Mon cher monsieur et très honoré chef spirite,
Je vous envoie
ci-inclus mon testament olographe sous enveloppe cachetée en cire verte,
avec mention sur cette enveloppe cachetée de ce qui devra être fait
après ma mort. Depuis le moment où j'ai connu et compris le Spiritisme,
son objet, son but final, j'ai eu la pensée et ai pris la résolution de
faire mon testament. J'avais ajourné, à mon retour de la campagne, cet
hiver, cette œuvre de mes dernières volontés. Dans le loisir et la
solitude des champs, j'ai pu me recueillir, et à la lumière de ce divin
flambeau du Spiritisme, j'ai mis à profit tous les enseignements que
j'ai reçus, à tous les points de vue, des Esprits du Seigneur, pour me
guider dans l'accomplissement de cette œuvre de la manière la plus utile
à mes frères de la terre, soit assis à mon foyer domestique, soit
autour de moi et loin de moi, connus et inconnus, amis ou ennemis, et de
la manière la plus agréable à Dieu. Je me suis rappelé ce que le
respectable M. Jobard de Bruxelles, dont vous nous avez annoncé la mort
subite, vous écrivait dans son langage à la fois profond, facétieux et
spirituel, relativement à une succession de vingt millions dont il
disait avoir été spolié : que cette somme colossale aurait été un levier
puissant pour activer d'un siècle l'ère nouvelle qui commence.

**ENTRÉES EXTRAITES:**
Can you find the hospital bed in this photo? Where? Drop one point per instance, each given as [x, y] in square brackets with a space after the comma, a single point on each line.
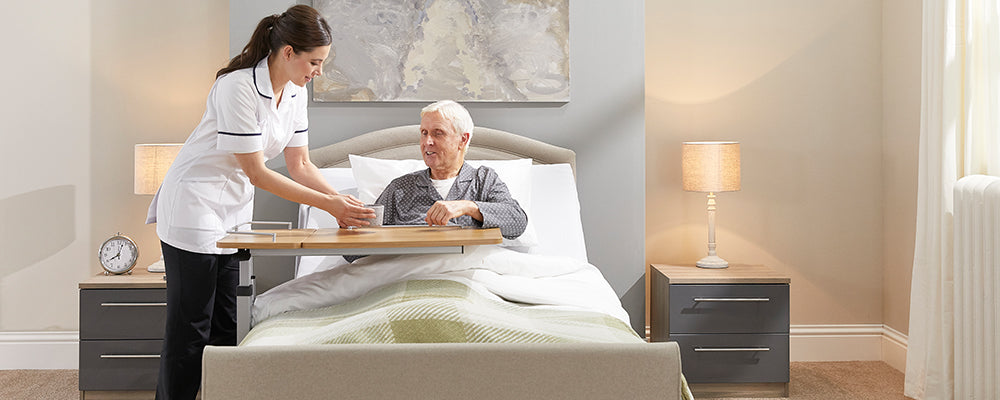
[634, 370]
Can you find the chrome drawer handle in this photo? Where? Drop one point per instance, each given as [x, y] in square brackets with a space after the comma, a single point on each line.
[133, 304]
[129, 356]
[730, 349]
[731, 299]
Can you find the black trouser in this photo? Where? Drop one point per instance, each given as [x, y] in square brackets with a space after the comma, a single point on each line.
[201, 309]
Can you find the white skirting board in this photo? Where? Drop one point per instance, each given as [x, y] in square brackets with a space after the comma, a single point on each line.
[863, 342]
[868, 342]
[40, 350]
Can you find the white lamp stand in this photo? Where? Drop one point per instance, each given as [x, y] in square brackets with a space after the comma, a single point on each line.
[711, 167]
[712, 260]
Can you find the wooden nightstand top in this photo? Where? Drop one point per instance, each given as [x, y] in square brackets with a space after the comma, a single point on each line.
[139, 279]
[736, 273]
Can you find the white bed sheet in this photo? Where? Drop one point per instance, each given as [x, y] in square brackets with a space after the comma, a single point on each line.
[498, 272]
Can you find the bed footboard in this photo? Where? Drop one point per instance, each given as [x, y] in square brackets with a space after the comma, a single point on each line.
[444, 371]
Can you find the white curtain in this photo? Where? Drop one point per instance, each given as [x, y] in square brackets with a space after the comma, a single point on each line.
[959, 135]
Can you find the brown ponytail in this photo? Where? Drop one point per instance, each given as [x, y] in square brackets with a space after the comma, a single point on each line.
[300, 26]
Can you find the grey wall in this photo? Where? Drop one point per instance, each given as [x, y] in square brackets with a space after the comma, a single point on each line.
[603, 123]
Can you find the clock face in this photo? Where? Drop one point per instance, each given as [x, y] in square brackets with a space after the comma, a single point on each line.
[118, 254]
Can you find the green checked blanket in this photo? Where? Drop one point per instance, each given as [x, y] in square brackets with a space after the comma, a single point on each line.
[436, 311]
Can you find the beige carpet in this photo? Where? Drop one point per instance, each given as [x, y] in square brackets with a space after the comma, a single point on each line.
[848, 380]
[853, 380]
[48, 384]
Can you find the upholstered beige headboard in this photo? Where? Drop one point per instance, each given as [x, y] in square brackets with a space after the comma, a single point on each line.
[403, 142]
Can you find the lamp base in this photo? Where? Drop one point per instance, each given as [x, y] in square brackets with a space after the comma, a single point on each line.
[712, 261]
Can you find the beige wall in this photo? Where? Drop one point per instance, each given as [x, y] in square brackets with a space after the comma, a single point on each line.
[154, 63]
[45, 196]
[799, 84]
[88, 81]
[901, 20]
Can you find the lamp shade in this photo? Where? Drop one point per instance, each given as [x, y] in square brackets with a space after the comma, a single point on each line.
[151, 164]
[710, 166]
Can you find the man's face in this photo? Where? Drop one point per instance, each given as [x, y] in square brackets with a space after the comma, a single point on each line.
[441, 146]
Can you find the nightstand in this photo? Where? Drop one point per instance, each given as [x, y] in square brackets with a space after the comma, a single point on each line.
[731, 325]
[122, 318]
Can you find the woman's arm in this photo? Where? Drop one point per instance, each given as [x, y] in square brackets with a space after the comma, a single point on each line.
[347, 210]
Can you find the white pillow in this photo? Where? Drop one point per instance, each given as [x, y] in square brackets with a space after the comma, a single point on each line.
[373, 175]
[555, 210]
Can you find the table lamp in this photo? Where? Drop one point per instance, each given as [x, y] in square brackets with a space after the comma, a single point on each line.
[711, 167]
[151, 164]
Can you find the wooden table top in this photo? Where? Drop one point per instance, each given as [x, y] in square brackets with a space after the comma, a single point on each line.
[138, 279]
[364, 238]
[736, 273]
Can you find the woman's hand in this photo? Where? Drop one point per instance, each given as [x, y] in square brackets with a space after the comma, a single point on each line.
[348, 210]
[443, 211]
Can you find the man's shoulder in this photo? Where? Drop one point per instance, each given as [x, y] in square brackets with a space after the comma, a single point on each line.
[409, 178]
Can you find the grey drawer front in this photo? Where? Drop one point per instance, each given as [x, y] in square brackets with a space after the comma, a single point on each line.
[122, 313]
[728, 358]
[728, 309]
[125, 365]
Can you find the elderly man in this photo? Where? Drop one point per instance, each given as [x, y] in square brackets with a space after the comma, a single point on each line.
[450, 189]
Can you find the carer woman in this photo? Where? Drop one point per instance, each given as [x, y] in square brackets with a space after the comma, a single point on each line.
[255, 110]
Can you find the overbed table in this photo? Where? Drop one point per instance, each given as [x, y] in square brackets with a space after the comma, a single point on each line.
[357, 241]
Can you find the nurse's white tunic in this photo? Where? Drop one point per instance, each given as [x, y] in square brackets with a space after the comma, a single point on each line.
[205, 192]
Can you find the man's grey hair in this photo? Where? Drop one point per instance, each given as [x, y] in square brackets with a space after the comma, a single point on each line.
[460, 119]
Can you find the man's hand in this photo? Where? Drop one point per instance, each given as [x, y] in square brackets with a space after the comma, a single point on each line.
[348, 210]
[443, 211]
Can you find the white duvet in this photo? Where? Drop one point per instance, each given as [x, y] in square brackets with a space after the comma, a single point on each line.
[547, 281]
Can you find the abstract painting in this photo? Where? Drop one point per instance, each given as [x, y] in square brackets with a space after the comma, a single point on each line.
[428, 50]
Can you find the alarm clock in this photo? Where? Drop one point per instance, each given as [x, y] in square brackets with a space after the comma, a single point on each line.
[118, 255]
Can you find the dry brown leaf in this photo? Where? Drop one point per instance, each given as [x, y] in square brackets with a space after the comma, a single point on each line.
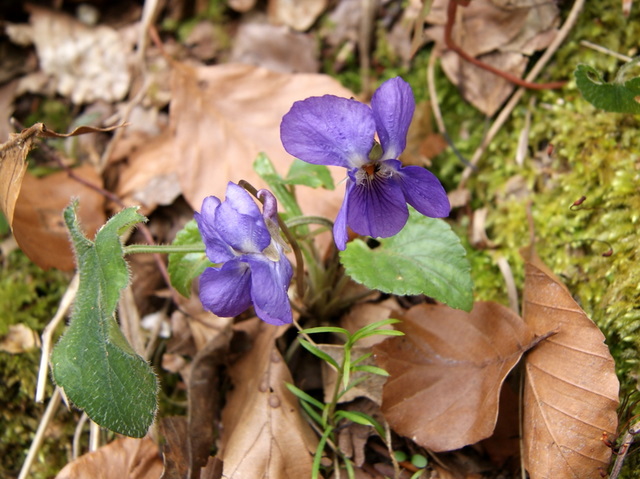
[447, 371]
[571, 389]
[13, 160]
[13, 165]
[38, 225]
[205, 400]
[123, 458]
[295, 14]
[501, 37]
[175, 452]
[485, 90]
[150, 178]
[263, 433]
[224, 115]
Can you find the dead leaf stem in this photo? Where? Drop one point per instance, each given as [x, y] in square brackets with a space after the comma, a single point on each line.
[515, 98]
[448, 40]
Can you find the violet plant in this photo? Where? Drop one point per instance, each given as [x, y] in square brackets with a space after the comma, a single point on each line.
[236, 250]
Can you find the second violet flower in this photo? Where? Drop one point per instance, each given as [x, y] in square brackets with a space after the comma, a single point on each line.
[253, 269]
[330, 130]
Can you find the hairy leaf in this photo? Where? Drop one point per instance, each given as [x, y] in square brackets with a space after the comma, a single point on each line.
[93, 362]
[185, 267]
[426, 257]
[620, 96]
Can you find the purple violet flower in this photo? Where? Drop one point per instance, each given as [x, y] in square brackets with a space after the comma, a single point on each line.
[255, 269]
[330, 130]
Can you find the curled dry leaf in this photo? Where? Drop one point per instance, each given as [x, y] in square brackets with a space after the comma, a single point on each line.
[571, 389]
[13, 160]
[264, 434]
[38, 225]
[127, 457]
[447, 371]
[224, 115]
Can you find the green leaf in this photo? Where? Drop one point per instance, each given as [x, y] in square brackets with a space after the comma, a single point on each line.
[620, 96]
[315, 176]
[361, 418]
[93, 362]
[325, 329]
[185, 267]
[318, 352]
[426, 257]
[370, 369]
[264, 167]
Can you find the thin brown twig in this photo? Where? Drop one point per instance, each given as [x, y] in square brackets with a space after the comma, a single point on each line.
[448, 40]
[515, 98]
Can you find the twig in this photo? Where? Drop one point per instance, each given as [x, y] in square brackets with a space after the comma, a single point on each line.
[624, 449]
[601, 49]
[512, 291]
[513, 101]
[435, 107]
[54, 402]
[47, 335]
[448, 40]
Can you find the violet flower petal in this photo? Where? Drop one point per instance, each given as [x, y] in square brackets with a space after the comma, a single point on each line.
[377, 208]
[393, 106]
[269, 284]
[217, 249]
[239, 222]
[329, 130]
[424, 192]
[340, 233]
[226, 291]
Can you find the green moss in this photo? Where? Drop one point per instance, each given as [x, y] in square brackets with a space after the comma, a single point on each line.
[28, 295]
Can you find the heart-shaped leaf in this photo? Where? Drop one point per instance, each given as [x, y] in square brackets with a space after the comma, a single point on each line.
[620, 96]
[426, 257]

**OBJECTIF DÉCLARÉ:**
Prolongez la lettre sur le testament au-delà de sa dernière phrase. Ce matériel est indépendant de la lettre sur le testament.

**RÉPONSE À L'EXERCICE:**
L'argent, qu'on a dit souvent, au point de vue terrestre, être le nerf
des batailles, est en effet l'instrument le plus redoutable, puissant
pour le bien et le mal ici-bas, et je me suis dit : « Je puis et je dois
consacrer à aider cette ère nouvelle une portion notable du modeste
patrimoine que j'ai acquis, pour l'accomplissement de mes épreuves, à la
sueur de mon front, aux dépens de ma santé, à travers la pauvreté, la
fatigue, l'étude et le travail, et par trente années de vie militante du
barreau, un des plus occupés à l'audience et dans le cabinet.
J'ai relu la lettre qu'écrivit le 1° novembre 1832, après son voyage à
Rome, Lamennais à la comtesse de Senfft, et dans laquelle, avec
l'expression de ses déceptions après tant d'efforts et de luttes
consacrées à la recherche de la vérité, se trouvaient ces paroles, sinon
prophétiques, au moins inspirées, annonçant cette ère nouvelle
(Suivent diverses citations que le défaut d'espace ne nous permet pas de reproduire.)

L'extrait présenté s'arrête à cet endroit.